▶ **Given instruction**
Rewrite the records below, substituting "place one marker" for every occurrence of "drop one pin" and keeping everything else the same. Omit the pictures from your answer.

Records from a data collection:
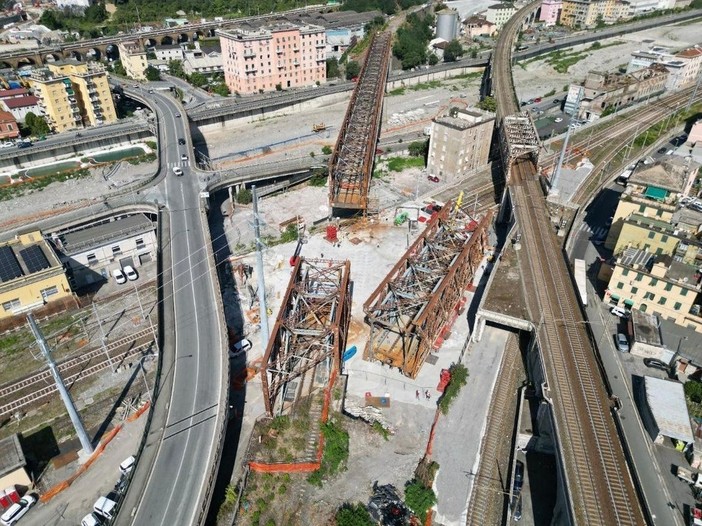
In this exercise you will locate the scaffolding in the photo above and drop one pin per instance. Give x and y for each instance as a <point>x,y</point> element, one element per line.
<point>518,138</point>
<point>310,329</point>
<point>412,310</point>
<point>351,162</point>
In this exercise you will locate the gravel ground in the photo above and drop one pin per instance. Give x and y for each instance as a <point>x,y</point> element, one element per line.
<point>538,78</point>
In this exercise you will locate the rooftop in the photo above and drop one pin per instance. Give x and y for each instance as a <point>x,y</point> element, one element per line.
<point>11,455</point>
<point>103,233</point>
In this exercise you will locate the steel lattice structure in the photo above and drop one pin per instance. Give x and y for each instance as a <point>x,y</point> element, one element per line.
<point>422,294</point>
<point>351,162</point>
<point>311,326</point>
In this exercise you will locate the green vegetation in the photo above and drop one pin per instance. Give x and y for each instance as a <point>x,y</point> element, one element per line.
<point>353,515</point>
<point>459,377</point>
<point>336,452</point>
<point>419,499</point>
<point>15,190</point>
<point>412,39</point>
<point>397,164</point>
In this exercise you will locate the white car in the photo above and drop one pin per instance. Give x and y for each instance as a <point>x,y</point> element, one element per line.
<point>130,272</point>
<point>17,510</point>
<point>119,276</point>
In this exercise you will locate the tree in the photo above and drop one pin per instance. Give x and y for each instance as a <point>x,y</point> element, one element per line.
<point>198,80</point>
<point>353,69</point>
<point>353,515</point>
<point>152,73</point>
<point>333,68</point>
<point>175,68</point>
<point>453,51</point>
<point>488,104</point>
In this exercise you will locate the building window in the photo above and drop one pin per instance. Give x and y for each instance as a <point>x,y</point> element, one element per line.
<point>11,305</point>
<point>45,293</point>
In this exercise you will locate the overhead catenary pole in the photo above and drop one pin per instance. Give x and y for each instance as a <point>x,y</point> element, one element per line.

▶ **Result**
In this exercise you will locate the scaffolding in the photo above and place one marker per instance. Give x and y for each instance as a <point>x,y</point> element, one element per line.
<point>518,138</point>
<point>310,329</point>
<point>412,310</point>
<point>351,162</point>
In this exercise you will locate the gravel ground in the photo above and place one marker per instance. Give x and y for each instance as a <point>x,y</point> element, one element per line.
<point>538,78</point>
In this exercise you will locate the rooftop in the photo above and place one marker per instance. Give x and y for each instance as a <point>x,y</point> element, one element per line.
<point>11,455</point>
<point>103,233</point>
In this exercise you will locate the steel lattice structure in the photo above and place one marker per instance. Give x and y for each instance as a <point>x,y</point> element, one element per line.
<point>422,294</point>
<point>351,162</point>
<point>311,326</point>
In this exercise you will locate the green vegetation in the photo above and place one marker per instance. Give x and y for each instance as a <point>x,y</point> element, one element per line.
<point>353,515</point>
<point>459,377</point>
<point>336,452</point>
<point>419,499</point>
<point>15,190</point>
<point>412,39</point>
<point>397,164</point>
In this exercise you will locate the white car in the photo above and place one marker per instance. Give x and y for each instance as a <point>x,y</point> element, one element per line.
<point>130,272</point>
<point>17,510</point>
<point>119,276</point>
In this exercise you will locate the tree in the photo above and place one marker per instance. Give x and y for each instance as a <point>x,y</point> element, one element per line.
<point>198,80</point>
<point>353,69</point>
<point>353,515</point>
<point>152,73</point>
<point>333,68</point>
<point>175,68</point>
<point>453,51</point>
<point>488,104</point>
In this exercise you will locate the building window in the photo above and place one marker per instance. Give x and y for each instance as a <point>x,y</point> element, one element per line.
<point>11,305</point>
<point>45,293</point>
In this exercise you will locate the overhead catenary pole in the photo above and place one marker per instance. Give x and y for each instance as a <point>x,y</point> element, one element per line.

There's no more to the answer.